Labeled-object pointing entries
******************************
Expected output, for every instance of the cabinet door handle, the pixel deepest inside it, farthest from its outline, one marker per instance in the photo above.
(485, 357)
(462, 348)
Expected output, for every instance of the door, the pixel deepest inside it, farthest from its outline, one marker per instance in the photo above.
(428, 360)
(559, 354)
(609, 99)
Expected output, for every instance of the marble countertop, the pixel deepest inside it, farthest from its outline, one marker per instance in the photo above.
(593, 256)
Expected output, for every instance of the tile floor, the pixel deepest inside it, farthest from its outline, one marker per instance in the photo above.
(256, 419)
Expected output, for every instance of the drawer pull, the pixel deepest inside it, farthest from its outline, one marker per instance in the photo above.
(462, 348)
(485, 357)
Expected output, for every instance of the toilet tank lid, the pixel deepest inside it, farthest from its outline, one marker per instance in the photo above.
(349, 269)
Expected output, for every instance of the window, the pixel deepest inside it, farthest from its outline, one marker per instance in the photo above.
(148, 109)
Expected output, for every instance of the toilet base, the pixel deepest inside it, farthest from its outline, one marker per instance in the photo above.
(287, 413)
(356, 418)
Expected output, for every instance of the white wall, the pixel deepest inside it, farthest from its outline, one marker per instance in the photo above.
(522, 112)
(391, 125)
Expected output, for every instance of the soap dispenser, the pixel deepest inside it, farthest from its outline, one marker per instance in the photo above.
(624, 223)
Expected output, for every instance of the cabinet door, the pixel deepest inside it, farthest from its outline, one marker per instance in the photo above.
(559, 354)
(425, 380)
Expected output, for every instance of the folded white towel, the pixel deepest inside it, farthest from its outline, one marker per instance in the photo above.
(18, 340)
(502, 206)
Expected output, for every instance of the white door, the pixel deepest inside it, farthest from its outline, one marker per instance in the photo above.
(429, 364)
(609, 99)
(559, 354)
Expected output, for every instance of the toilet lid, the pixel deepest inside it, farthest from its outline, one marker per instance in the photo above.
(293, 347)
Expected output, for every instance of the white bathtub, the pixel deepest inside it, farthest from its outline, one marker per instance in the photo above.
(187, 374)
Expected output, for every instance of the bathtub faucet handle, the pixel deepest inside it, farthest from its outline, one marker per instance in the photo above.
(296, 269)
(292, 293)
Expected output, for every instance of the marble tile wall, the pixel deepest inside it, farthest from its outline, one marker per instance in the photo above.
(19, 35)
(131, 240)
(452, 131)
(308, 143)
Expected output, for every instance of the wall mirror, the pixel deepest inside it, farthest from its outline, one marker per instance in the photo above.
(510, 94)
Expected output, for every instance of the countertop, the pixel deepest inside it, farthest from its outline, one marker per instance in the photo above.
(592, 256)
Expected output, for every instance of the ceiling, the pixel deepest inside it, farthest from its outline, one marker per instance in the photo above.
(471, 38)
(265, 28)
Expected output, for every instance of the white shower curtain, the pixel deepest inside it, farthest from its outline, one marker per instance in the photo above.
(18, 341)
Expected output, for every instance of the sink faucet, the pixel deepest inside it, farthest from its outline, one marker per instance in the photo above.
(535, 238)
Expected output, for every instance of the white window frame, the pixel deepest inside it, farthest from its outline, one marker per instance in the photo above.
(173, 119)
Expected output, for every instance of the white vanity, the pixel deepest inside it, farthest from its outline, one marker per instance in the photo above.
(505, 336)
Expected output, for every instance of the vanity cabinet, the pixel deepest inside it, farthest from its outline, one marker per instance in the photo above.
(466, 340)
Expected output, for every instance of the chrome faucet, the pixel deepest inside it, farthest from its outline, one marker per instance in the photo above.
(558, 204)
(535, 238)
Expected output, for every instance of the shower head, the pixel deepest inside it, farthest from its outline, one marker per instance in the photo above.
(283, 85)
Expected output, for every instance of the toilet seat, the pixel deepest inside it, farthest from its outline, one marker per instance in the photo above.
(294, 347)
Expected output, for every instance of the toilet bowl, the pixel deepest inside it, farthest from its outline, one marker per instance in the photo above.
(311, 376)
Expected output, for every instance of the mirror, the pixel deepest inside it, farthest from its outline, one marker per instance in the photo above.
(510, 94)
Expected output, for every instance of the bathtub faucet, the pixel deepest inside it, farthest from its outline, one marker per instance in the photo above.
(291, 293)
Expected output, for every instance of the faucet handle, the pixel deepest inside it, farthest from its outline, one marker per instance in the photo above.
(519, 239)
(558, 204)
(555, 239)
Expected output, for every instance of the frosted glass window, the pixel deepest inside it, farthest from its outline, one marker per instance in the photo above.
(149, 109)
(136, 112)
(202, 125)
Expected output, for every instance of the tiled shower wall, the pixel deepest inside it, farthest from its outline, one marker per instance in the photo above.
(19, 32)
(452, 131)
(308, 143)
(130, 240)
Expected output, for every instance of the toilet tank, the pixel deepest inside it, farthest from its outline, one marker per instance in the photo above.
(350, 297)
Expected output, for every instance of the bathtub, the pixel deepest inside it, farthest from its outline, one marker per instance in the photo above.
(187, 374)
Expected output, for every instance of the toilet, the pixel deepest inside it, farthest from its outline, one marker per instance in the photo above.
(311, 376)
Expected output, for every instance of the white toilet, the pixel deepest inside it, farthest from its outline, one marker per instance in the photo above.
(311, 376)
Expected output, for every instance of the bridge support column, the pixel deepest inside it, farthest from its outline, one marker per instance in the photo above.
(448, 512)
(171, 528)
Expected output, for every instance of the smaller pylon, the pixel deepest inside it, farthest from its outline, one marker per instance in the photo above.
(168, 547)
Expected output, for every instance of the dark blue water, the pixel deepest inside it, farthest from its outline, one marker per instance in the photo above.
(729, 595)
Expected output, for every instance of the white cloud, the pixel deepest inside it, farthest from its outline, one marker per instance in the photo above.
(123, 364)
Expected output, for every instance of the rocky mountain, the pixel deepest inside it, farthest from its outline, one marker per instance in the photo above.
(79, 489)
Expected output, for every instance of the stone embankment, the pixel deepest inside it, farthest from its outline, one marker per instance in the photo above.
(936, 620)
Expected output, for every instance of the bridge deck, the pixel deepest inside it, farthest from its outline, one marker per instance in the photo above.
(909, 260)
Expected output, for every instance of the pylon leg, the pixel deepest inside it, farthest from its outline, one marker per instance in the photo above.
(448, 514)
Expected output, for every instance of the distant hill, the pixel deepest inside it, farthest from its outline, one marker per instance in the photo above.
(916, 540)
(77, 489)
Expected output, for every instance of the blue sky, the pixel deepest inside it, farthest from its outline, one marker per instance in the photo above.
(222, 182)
******************************
## Task goal
Write out the data again, exactly and in full.

## Solved exercise
Expected output, for every instance of the cabinet door handle, the pixel deepest inside it, farthest from its outline, one marker per instance in the photo above.
(485, 357)
(462, 348)
Expected output, for every instance of the door, the pixel deepest inside it, farthest from its outline, one marker per instance in the photo above.
(428, 360)
(559, 354)
(609, 99)
Expected output, for every instance of the marble countertop, the pixel deepest inside it, farthest from its outline, one marker per instance in the photo above.
(593, 256)
Expected output, for every instance of the tile floor, the pixel deepest inside it, farthest from its outline, one marker per instance in the photo above.
(256, 419)
Expected output, for every instance of the drawer pull, the pixel deepest inside it, farthest from its outline, one marker per instance in the photo above.
(462, 348)
(485, 357)
Expected output, for every instance of the toilet tank lid, the pixel deepest inside it, farthest from its outline, one marker per instance in the photo above.
(349, 269)
Expected output, for every instance of the window, the pixel deepest inside it, farthest from its outline, one marker per instance in the photo above.
(148, 109)
Expected output, for every instance of the toilet base, the pixel deepest inside it, farthest from its outline, one marker per instance in the photo above.
(287, 413)
(356, 418)
Expected output, for every instance of the white wall, the pixel deepest inside it, farthest from its outline, one marker per instance in the photo above.
(522, 112)
(391, 125)
Expected output, for every instance of the soap dispenser, the pixel deepest inside it, farthest from its outline, one marker per instance in the photo above.
(624, 223)
Expected output, for every instance of the cabinet door, the pixel deepest inside it, farthest from its outline, one marker per instance in the photo above.
(559, 354)
(425, 380)
Expected output, for every instance of the folded white towel, the pixel deepest inside it, farthest from its outline, one marker per instance in the photo above.
(18, 340)
(502, 206)
Expected output, for every instance of the white door, the pixel deepest inside it, farthest from its outline, one marker per instance in the photo above.
(429, 364)
(609, 99)
(559, 354)
Expected output, for every instance of the toilet lid, the pixel deepest inside it, farthest from its outline, one marker per instance in the photo above.
(293, 347)
Expected output, for every instance of the white bathtub, the pixel deepest inside it, farthest from its outline, one marker per instance in the photo above.
(187, 374)
Expected output, for every instance of the bathtub faucet handle, the pixel deepest inside it, farthest from its outline, one marker per instance in the photo above.
(296, 269)
(292, 293)
Expected output, for every instance of the marble tile wall, the pixel deepest inside it, farthest from its outline, one marker per instance in the photo above.
(19, 35)
(131, 240)
(452, 131)
(308, 143)
Expected output, for every instance of the wall mirror, the pixel deepest inside it, farthest from its outline, one marker per instance in the photo above.
(510, 94)
Expected output, for every instance of the countertop, the pixel deepest inside it, farthest from its outline, one marker per instance in the photo above.
(592, 256)
Expected output, for every instance of the ceiling, the pixel deepest inside it, farthest from its outline, one marker per instance in the photo above.
(471, 38)
(265, 28)
Expected output, for every instance of the white shower curtain, the pixel deepest inside it, farthest from its outline, one marker per instance in the photo above.
(18, 341)
Expected output, for every instance of the sink faucet, the pixel deepest inside it, farthest from its outline, one marker per instance in the photo above.
(535, 238)
Expected output, for every instance of the white window frame, the pixel deepest inside it, farthest from its outline, one marker per instance in the photo above.
(173, 119)
Expected output, for every instance of the white vanity, the pixel deepest inside it, farthest from its outline, one marker per instance in the photo above.
(505, 336)
Expected output, for every instance of the vanity cabinet, the pixel deepest inside it, farthest from its outline, one marker per instance in the photo above.
(466, 340)
Expected output, for every instance of the chrome faucet, the pixel deepest inside it, farthest from its outline, one marker per instance in the photo above.
(558, 204)
(535, 238)
Expected output, for every instance of the shower head, the pixel deepest inside it, farthest from its outline, one marker per instance in the photo above.
(283, 85)
Expected output, for every instance of the toilet seat, the pixel deepest inside it, farthest from its outline, one marker per instance in the photo above.
(294, 347)
Expected output, for every instance of the toilet bowl, the pixel deepest inside it, farthest from its outline, one marker per instance in the photo above.
(311, 376)
Expected output, for every instance of the mirror, the pixel deepest inside it, farthest from its outline, one marker per instance in the photo above.
(510, 94)
Expected output, for every instance of the bathtub faucet, the pixel deepest inside it, farthest from its outline, one marker per instance in the photo above.
(291, 293)
Expected output, for every instance of the faucet handle, the pixel deepest inside it, farthest from its outline, one marker per instance in the photo above.
(519, 239)
(558, 204)
(555, 239)
Expected output, for every instance of the frosted glass window, the pixel deepest inside it, farthest from its outline, one marker per instance in the photo above.
(149, 109)
(136, 112)
(202, 125)
Expected output, for every instance of the tiled shower wall, the pixel deepest inside it, farthest from its outline, one marker per instance in the photo above.
(19, 32)
(452, 131)
(308, 143)
(130, 240)
Expected output, for every instance of the toilet tank, the pixel deepest inside it, farthest from its outline, one marker per instance in the photo above.
(350, 297)
Expected output, for every instance of the bathtub, the pixel deepest inside it, farthest from its outline, one marker per instance in the photo above.
(187, 374)
Expected output, for every instance of the toilet, the pixel deepest inside it, farthest from its outline, one marker per instance in the photo above.
(311, 376)
Expected output, for every instance of the white toilet, the pixel deepest inside it, farthest from its outline, one marker per instance in the photo above.
(311, 376)
Expected output, for every instance of the bridge support column, the pixel deepest inside it, farthest from its outline, one marker per instance in the photo above.
(448, 512)
(171, 528)
Expected output, for every instance of the smaller pylon, the pixel deepest inside it, farthest from its outline, one marker per instance in the photo above.
(168, 547)
Expected output, for every instance of the dark blue water, the pixel deepest inside it, farthest from its outline, one marker per instance in the photo above.
(729, 595)
Expected output, for every instance of the white cloud, the pixel deepest inside it, farthest from its outline, one marker per instance in the photo above.
(123, 364)
Expected output, for every instance of the rocky mountain, the pixel deepest inside it, farthest from its outline, one marker per instance in the photo above.
(79, 489)
Expected output, for every instance of the stone embankment, the pixel deepest inside it, farthest from its outline, one marker per instance in the photo above.
(936, 620)
Expected output, for every instance of the bridge deck, the pixel deepest inside it, farthest from its outline, one marker per instance in the photo above.
(909, 260)
Expected output, for every instance of the pylon leg, the pixel deepest inside it, farthest from its outline, one marker per instance in the photo above.
(448, 514)
Expected output, for every instance of the distant hill, the pixel deepest inside it, farthest from its outline, one marker per instance in the photo above.
(916, 540)
(77, 489)
Expected output, for every instance of the blue sky, the pixel deepest inside it, farthest from its outline, one marker per instance in the photo above.
(222, 182)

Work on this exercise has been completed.